■ WHAT YOU NEED TO DO
Rewrite only the part that opens with the line containing "Name the bounding box enclosing the paved" and closes with the line containing "104, 78, 150]]", both lines included, with the requests kept unchanged (their sample coordinates too). Multiply every bounding box coordinate in the answers by 2.25 and round each result to a whole number, rounding halves up.

##### SUPPLIED INFORMATION

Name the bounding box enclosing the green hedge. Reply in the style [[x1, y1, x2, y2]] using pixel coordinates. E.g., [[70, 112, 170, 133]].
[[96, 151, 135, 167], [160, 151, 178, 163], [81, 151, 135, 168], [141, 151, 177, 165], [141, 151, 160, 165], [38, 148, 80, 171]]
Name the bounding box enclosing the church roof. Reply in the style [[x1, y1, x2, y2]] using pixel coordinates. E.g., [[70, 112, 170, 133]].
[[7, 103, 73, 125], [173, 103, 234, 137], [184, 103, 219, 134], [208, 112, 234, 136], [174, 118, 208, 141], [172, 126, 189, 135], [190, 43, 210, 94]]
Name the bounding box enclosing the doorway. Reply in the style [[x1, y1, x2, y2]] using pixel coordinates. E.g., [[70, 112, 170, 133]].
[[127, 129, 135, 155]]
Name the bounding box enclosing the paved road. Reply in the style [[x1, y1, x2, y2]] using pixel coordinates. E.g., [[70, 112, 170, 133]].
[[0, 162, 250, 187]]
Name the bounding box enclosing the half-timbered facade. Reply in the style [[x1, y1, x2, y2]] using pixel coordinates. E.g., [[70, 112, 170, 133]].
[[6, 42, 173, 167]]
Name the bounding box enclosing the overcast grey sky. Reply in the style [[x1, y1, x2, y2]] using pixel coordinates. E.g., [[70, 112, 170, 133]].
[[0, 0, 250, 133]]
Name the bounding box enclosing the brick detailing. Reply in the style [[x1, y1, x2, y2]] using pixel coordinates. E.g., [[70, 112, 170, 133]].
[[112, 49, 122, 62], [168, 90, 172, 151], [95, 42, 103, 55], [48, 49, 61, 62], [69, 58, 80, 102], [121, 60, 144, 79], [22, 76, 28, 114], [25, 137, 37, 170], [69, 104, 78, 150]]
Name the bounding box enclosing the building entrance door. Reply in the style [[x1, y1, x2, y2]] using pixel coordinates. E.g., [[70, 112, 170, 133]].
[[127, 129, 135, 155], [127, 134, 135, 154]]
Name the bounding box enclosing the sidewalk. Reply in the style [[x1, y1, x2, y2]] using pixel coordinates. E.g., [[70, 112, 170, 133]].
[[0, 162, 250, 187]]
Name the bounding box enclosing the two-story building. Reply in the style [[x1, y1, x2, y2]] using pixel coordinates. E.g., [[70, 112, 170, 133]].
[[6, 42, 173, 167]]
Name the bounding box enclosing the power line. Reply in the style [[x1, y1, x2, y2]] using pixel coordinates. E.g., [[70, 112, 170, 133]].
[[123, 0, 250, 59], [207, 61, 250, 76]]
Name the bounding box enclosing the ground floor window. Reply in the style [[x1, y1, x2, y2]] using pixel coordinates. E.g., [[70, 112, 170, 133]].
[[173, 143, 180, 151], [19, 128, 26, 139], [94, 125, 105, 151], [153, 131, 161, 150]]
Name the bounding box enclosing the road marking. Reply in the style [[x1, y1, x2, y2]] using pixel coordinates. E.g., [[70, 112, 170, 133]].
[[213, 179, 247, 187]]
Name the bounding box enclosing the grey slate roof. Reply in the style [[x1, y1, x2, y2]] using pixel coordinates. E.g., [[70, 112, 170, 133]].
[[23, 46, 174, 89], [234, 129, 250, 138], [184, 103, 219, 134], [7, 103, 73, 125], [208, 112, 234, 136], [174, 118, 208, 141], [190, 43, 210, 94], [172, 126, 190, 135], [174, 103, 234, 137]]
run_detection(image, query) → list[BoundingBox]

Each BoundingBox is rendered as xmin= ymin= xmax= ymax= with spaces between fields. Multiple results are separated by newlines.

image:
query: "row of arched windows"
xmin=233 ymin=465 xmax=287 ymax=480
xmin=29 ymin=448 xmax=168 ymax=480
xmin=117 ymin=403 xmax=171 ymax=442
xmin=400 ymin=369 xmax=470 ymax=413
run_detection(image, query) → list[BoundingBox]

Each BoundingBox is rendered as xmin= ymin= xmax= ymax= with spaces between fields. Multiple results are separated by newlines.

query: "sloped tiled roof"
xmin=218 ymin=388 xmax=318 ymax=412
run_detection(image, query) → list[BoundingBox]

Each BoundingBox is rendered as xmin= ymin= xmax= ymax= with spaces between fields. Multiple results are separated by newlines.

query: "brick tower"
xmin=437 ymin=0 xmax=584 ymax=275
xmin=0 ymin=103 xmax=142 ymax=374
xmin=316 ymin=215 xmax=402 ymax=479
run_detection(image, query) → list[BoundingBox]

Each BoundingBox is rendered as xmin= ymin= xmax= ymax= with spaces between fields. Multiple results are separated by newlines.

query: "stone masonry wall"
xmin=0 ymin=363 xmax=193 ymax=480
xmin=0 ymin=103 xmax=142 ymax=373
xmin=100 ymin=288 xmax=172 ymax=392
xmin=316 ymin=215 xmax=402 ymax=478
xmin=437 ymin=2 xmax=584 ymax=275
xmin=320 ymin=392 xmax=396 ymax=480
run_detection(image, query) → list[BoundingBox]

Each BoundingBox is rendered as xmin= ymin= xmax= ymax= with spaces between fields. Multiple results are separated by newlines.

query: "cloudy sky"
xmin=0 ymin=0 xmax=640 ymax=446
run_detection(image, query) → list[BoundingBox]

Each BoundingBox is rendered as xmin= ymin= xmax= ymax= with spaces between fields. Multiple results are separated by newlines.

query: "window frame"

##########

■ REPLY
Name the bounding box enclosing the paved road. Reply in the style [[x1, y1, x2, y2]] using pixel coordinates. E.g., [[70, 112, 170, 133]].
[[0, 365, 563, 421]]
Name the bounding box enclosing the half-timbered facade. Reply in the style [[x1, y1, x2, y2]] using pixel coordinates. E.g., [[70, 112, 170, 133]].
[[14, 95, 389, 376]]
Name the bounding box enclosing the overcast grey sky. Reply in the style [[x1, y1, x2, y2]] using pixel coordinates. E.g., [[70, 112, 170, 133]].
[[0, 0, 563, 299]]
Name the bounding box enclosing the brick detailing. Reply in the style [[x1, y1, x2, y2]] using pixel coordinates. E.g., [[70, 112, 170, 133]].
[[252, 110, 275, 140], [378, 203, 387, 340], [214, 95, 232, 124], [108, 110, 137, 140], [155, 131, 180, 230], [272, 135, 324, 178], [50, 171, 63, 257], [56, 308, 83, 383], [155, 234, 176, 338]]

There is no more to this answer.